··· Text passage ···

ANyway, If it matters, the GFF formated genome I'm wallowing in these
days from Flybase (dmel r5.1) presents their FlyBase IDs in the ID
attribute, like this:
4 FlyBase gene 24068 25621 . + .
ID=FBgn0040037;Name=CG17923;Dbxref=FlyBase:FBan0017923,FlyBase_Annotatio
n_IDs:CG17923...
4 FlyBase mRNA 24068 25621 . + .
ID=FBtr0089155;Name=CG17923-RA;Parent=FBgn0040037;Dbxref=FlyBase_Annotat
ion_IDs:CG17923-RA;
4 FlyBase exon 24068 24477 . + .
ID=CG17923:1;Name=CG17923:1;Parent=FBtr0089155
Switching to using 'Name' might work OK for my application. I'll look
into it. It winds up being the same as the ID in some cases anyway....
Malcolm Cook
________________________________
From: lincoln.stein at gmail.com [mailto:lincoln.stein at gmail.com]
On Behalf Of Lincoln Stein
Sent: Tuesday, January 30, 2007 4:46 PM
To: Cook, Malcolm
Cc: bioperl list; lstein at cshl.org
Subject: Re: Bio::DB::SeqFeature treamtent of tags and
annotations
I've fixed the first issue in CVS. Sorry for the inconsistency.
add_tag_value(), delete_tag_value() and get_Annotations() now all work
as expected.
The problem with the ID column is that it is supposed to be
LOCAL to the GFF3 file and is not intended to be stored in the database.
In contrast, Name can survive roundtripping. Perhaps the thing to do is
to add a flag to the GFF3 file that turns on ID round-tripping, e.g.
##round-trip-ids: 1
If you like this idea, I can implement it.
Lincoln
On 1/29/07, Cook, Malcolm < MEC at stowers-institute.org
<mailto:MEC at stowers-institute.org> > wrote:
Lincoln,
Thanks for your suggestions on approach to my problems
augmenting Flybase annotation. I am trying to follow them and finding
the following oddities
The first issue relates to the intermix of 'annotations'
and 'tag values'. I find that Bio::DB::SeqFeature implements some of
the 'tag' methods and some of the 'Annotation' methods. Here is a perl
one-liner that shows values stored using add_tag_value are not retreived
with get_tag_values, but rather with get_Annotations.
> perl -MBio::DB::SeqFeature -e 'my
$f=Bio::DB::SeqFeature->new; $f->add_tag_value("x",666); print
"get_tag_values:\t" . $f->get_tag_values("x") . "\nget_Annotations:\t" .

··· Extracted records ···

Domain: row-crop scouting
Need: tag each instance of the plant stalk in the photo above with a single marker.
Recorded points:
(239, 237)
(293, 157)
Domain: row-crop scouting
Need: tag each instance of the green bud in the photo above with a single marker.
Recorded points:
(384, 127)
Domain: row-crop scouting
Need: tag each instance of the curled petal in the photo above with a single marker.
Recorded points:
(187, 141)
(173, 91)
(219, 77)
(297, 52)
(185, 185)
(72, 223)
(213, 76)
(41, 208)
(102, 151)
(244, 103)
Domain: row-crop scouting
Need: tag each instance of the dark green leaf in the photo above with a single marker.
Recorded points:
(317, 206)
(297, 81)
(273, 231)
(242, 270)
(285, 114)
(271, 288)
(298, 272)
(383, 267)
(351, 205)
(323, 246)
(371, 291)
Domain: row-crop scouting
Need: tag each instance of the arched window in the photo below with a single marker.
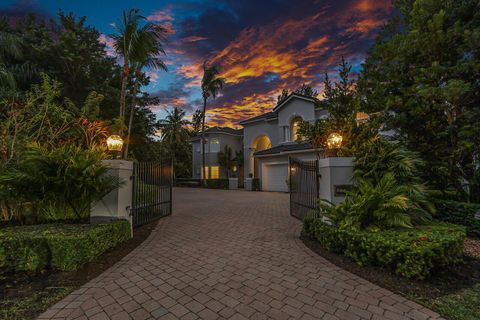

···

• [Exercise requirements]:
a - In the BioPerl mailing-list excerpt, why is the ID column not meant to be stored in the database?
b - Summarize the BioPerl mailing-list excerpt in three sentences.

• [Solutions to the problems]:
a - It is supposed to be local to the GFF3 file.

b - Malcolm Cook reported that in Bio::DB::SeqFeature, values stored with add_tag_value were retrieved with get_Annotations rather than get_tag_values. Lincoln Stein fixed this in CVS and explained that the GFF3 ID column is local to the file, while Name can survive round-tripping. Stein offered to add a flag such as ##round-trip-ids: 1 to turn on ID round-tripping, and Cook replied that switching to Name might work for his application.